#### [EXERCISE DESCRIPTION]
Report each line in the records below that contains the word "silver", copying every such line in full.

#### [EXTRACTED MATERIAL]
[START]

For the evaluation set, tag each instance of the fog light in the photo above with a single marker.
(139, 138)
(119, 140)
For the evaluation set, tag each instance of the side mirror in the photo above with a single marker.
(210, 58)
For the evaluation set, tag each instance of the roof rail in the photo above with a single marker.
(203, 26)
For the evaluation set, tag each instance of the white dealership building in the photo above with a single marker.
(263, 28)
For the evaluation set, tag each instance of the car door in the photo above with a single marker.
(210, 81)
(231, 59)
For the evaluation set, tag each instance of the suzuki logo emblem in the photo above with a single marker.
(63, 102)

[END]
[START]

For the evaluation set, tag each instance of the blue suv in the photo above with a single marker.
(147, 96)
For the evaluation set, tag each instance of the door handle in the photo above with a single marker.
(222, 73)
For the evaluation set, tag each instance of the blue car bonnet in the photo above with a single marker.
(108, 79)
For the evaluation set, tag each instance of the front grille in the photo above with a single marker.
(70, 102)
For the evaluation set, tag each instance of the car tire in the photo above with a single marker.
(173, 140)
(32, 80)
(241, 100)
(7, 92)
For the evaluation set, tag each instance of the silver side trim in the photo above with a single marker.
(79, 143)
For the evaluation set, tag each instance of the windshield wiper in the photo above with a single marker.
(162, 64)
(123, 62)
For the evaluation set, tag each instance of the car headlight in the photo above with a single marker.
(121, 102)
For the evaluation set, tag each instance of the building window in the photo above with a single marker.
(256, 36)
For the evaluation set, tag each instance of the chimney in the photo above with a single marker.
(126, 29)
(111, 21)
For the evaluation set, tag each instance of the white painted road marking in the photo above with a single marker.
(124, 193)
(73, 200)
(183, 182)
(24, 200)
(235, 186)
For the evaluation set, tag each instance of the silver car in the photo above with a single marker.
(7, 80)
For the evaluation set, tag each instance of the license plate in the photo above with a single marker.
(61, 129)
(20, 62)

[END]
[START]

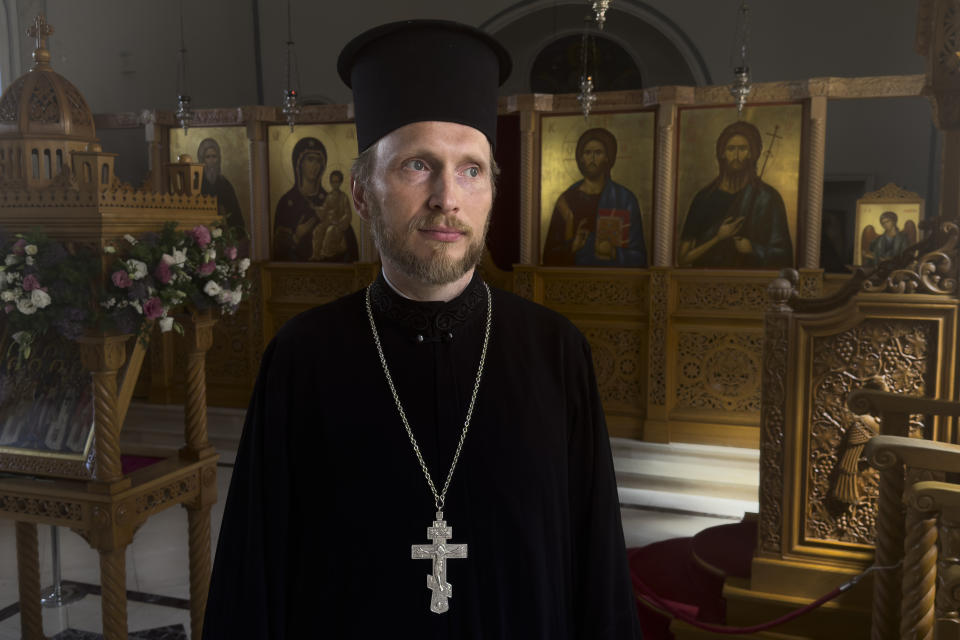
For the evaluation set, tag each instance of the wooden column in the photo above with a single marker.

[END]

#### [TASK SOLUTION]
For the evaluation set, tag each instance of the silver side trim in the photo above with a single marker.
For the evaluation set, tag each instance of the silver car in the photo above with a single marker.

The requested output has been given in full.